- _Direction 1_: Copy the records exactly, starting at the line that contains "For every instance of the shiny" and continuing through the final line of the records.

- _Quoted text_:
=====

# WiFi wont connect



## Jonahirt (Sep 16, 2010)

So I had an issue with my WiFi not connecting. I received a replacement Kindle and I'm still having the same problem at certain places.

Basically at my work there's free WiFi but you have to enter your e-mail address to logon. It worked fine for quite a while but it stopped working for the last few weeks.

I can see the network, 'Guest', and when I click on it it says 'this network requires you to login' or whatever and it takes me to the browser. The browser then picks up the web address for the login screen, and it says across the top 'Cisco Networks...Sheetz, Inc..' so it's going to the right place and at least loading some information. However this is all the further I get. The loading bar just stops and sits for 15 seconds or so and it'll say "your kindle failed to load the page".

I've tried restarting the Kindle, resetting to factory settings, and even got a replacement Kindle...No dice.


Also, I can't seem to log on to other open connections. Like if I stand in the town square I can pick up 30+ WiFi signals, and many of them are open. When I click on them I just get "your kindle failed to connect" which doesn't make sense because they're open networks (some are even labled "____ household guest"). On other networks it will say I can't connect because it's Peer 2 Peer, but on these open networks it doesn't tell me that.


Finally, I can't connect at McDonald's anymore either, it simply says your kindle cannot connect.

I can connect at one restaurant without problem and at the grocery store without problem.

What's going on?


----------



## hankw (Aug 25, 2010)

I had the same problem with connecting. I am no expert by any means, I tried everything to connect to my home wireless. I went through the whole process several times and finally gave up. I go to a local coffee place everyday, so just downloaded my book there from the "My Kindle Que". My Son-In-Law came over last Sunday and turned the Kindle WiFi  and while it was searching got right next to the Home WiFi pushed the reset button on it and, Bang, it connected and still does.

Today, I went to the coffee place and a buddy recommended a good book, when I tried to download it wouldn't connect. He said it happens to his ereader sometimes and he had to stand right under  the WiFi box. It worked.

=====

- _Excerpted data_:
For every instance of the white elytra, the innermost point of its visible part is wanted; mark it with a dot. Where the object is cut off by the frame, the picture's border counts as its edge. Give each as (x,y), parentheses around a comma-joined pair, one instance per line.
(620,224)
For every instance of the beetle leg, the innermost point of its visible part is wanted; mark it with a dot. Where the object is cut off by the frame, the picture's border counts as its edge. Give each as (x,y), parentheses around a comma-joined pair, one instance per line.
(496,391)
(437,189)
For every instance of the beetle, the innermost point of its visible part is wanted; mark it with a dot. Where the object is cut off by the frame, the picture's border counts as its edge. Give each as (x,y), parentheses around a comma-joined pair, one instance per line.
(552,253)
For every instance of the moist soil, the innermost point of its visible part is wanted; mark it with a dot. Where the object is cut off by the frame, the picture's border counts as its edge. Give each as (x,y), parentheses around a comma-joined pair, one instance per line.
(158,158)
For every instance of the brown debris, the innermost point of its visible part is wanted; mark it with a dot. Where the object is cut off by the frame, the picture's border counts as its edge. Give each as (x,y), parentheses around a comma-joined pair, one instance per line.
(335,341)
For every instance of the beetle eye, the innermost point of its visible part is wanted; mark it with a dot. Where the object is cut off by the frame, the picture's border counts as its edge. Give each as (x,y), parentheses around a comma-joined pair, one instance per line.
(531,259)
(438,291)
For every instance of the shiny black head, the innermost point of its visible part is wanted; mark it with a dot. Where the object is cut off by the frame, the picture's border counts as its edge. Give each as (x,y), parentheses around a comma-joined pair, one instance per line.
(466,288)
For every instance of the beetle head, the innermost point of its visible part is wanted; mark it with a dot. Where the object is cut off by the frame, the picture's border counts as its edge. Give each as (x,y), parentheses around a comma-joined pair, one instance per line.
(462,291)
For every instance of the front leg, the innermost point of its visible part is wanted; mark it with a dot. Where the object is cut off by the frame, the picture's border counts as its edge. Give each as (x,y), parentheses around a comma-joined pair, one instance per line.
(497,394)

=====

- _Direction 2_: Write out the entire Kindle WiFi thread above exactly as it appears.

- _Written solution 1_:
For every instance of the shiny black head, the innermost point of its visible part is wanted; mark it with a dot. Where the object is cut off by the frame, the picture's border counts as its edge. Give each as (x,y), parentheses around a comma-joined pair, one instance per line.
(466,288)
For every instance of the beetle head, the innermost point of its visible part is wanted; mark it with a dot. Where the object is cut off by the frame, the picture's border counts as its edge. Give each as (x,y), parentheses around a comma-joined pair, one instance per line.
(462,291)
For every instance of the front leg, the innermost point of its visible part is wanted; mark it with a dot. Where the object is cut off by the frame, the picture's border counts as its edge. Give each as (x,y), parentheses around a comma-joined pair, one instance per line.
(497,394)

- _Written solution 2_:
# WiFi wont connect



## Jonahirt (Sep 16, 2010)

So I had an issue with my WiFi not connecting. I received a replacement Kindle and I'm still having the same problem at certain places.

Basically at my work there's free WiFi but you have to enter your e-mail address to logon. It worked fine for quite a while but it stopped working for the last few weeks.

I can see the network, 'Guest', and when I click on it it says 'this network requires you to login' or whatever and it takes me to the browser. The browser then picks up the web address for the login screen, and it says across the top 'Cisco Networks...Sheetz, Inc..' so it's going to the right place and at least loading some information. However this is all the further I get. The loading bar just stops and sits for 15 seconds or so and it'll say "your kindle failed to load the page".

I've tried restarting the Kindle, resetting to factory settings, and even got a replacement Kindle...No dice.


Also, I can't seem to log on to other open connections. Like if I stand in the town square I can pick up 30+ WiFi signals, and many of them are open. When I click on them I just get "your kindle failed to connect" which doesn't make sense because they're open networks (some are even labled "____ household guest"). On other networks it will say I can't connect because it's Peer 2 Peer, but on these open networks it doesn't tell me that.


Finally, I can't connect at McDonald's anymore either, it simply says your kindle cannot connect.

I can connect at one restaurant without problem and at the grocery store without problem.

What's going on?


----------



## hankw (Aug 25, 2010)

I had the same problem with connecting. I am no expert by any means, I tried everything to connect to my home wireless. I went through the whole process several times and finally gave up. I go to a local coffee place everyday, so just downloaded my book there from the "My Kindle Que". My Son-In-Law came over last Sunday and turned the Kindle WiFi  and while it was searching got right next to the Home WiFi pushed the reset button on it and, Bang, it connected and still does.

Today, I went to the coffee place and a buddy recommended a good book, when I tried to download it wouldn't connect. He said it happens to his ereader sometimes and he had to stand right under  the WiFi box. It worked.